> _SOURCE EXCERPT_
Still, it is a beautiful day nonetheless. My niece, Rebecca, is getting married today. She and her intended live in Peoria, IL, and today is the celebration of their decision to officially get “hooked” together. They have been together for 3-4 years, so this is especially welcomed. He is a great guy, and my niece has never looked happier.

I hoped we all (my parents and me) could have attended, but we had to make a choice of venues, and because my Dad has to visit Indiana in person to deal with the cemetery people, the latter option “won” the vote. I am not disappointed because after seeing the pre-wedding pictures, I realized that the week would not have been that enjoyable for my parents. They simply would not have been able to do much of the “gathering” activities nor would my Mom have handled the confusion. In truth, it is best that we are home, wishing them well from a far, and gearing up for our week in Indiana come a week from Monday. Sigh!

> _MATERIAL PROVIDED_
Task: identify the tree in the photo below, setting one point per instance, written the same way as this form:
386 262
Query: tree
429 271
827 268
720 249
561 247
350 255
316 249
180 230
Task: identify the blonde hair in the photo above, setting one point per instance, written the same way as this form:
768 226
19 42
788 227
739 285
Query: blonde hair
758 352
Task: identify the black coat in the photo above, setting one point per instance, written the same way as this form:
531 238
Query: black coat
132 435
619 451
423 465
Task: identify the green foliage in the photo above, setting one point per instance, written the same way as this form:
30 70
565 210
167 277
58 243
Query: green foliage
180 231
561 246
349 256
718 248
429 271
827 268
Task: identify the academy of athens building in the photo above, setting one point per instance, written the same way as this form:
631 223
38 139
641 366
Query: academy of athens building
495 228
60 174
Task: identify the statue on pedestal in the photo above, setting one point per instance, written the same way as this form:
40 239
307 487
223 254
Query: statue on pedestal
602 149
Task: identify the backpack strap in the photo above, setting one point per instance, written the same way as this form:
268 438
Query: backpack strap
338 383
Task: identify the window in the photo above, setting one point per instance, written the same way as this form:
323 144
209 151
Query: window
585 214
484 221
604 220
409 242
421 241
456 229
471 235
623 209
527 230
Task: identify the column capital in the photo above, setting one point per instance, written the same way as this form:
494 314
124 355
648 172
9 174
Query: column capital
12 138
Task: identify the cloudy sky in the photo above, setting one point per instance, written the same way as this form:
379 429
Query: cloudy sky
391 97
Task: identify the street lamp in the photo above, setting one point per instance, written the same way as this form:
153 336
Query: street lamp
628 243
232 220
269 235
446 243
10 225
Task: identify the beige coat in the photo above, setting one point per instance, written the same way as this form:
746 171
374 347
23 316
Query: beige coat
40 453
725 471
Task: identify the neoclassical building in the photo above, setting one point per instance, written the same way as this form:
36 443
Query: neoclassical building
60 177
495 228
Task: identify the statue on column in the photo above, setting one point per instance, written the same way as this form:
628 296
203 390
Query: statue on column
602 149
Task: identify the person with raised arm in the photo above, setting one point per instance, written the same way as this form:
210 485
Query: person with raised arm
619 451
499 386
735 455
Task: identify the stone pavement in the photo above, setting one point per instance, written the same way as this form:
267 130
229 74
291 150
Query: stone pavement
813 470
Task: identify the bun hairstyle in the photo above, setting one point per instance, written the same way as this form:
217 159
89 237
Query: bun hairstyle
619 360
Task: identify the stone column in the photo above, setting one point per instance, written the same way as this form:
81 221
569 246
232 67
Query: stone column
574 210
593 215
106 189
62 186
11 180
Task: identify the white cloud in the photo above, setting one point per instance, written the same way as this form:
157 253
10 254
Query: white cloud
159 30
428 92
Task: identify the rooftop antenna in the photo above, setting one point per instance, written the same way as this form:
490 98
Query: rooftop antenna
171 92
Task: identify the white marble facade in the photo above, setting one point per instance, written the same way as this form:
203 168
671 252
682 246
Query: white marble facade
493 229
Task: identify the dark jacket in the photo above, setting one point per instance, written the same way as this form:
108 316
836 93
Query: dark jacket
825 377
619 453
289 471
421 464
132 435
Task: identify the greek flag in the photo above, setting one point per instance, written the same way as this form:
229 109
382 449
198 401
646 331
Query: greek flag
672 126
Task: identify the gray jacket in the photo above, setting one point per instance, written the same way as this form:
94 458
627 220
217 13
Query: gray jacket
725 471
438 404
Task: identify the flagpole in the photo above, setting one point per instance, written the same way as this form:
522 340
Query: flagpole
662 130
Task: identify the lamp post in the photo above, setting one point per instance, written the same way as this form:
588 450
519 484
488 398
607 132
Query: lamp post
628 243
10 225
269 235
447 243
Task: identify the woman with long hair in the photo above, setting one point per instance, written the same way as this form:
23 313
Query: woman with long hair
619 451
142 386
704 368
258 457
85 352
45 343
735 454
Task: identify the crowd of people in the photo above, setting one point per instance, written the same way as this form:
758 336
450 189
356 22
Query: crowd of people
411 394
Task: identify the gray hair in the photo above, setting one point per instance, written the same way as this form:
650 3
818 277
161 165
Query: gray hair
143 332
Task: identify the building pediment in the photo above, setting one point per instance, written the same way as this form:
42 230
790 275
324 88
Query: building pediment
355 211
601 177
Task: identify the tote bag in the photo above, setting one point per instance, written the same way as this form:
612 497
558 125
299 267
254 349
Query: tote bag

> _TASKS_
1) Which words or phrases does the wedding passage set in quotation marks?
2) Restate the part of the wedding passage that begins at the words "I hoped we all" and stops after "from Monday. Sigh!", with "parents" swapped for "folks".

> _EXERCISE ANSWERS_
1) “hooked”, “won”, “gathering”

2)
I hoped we all (my folks and me) could have attended, but we had to make a choice of venues, and because my Dad has to visit Indiana in person to deal with the cemetery people, the latter option “won” the vote. I am not disappointed because after seeing the pre-wedding pictures, I realized that the week would not have been that enjoyable for my folks. They simply would not have been able to do much of the “gathering” activities nor would my Mom have handled the confusion. In truth, it is best that we are home, wishing them well from a far, and gearing up for our week in Indiana come a week from Monday. Sigh!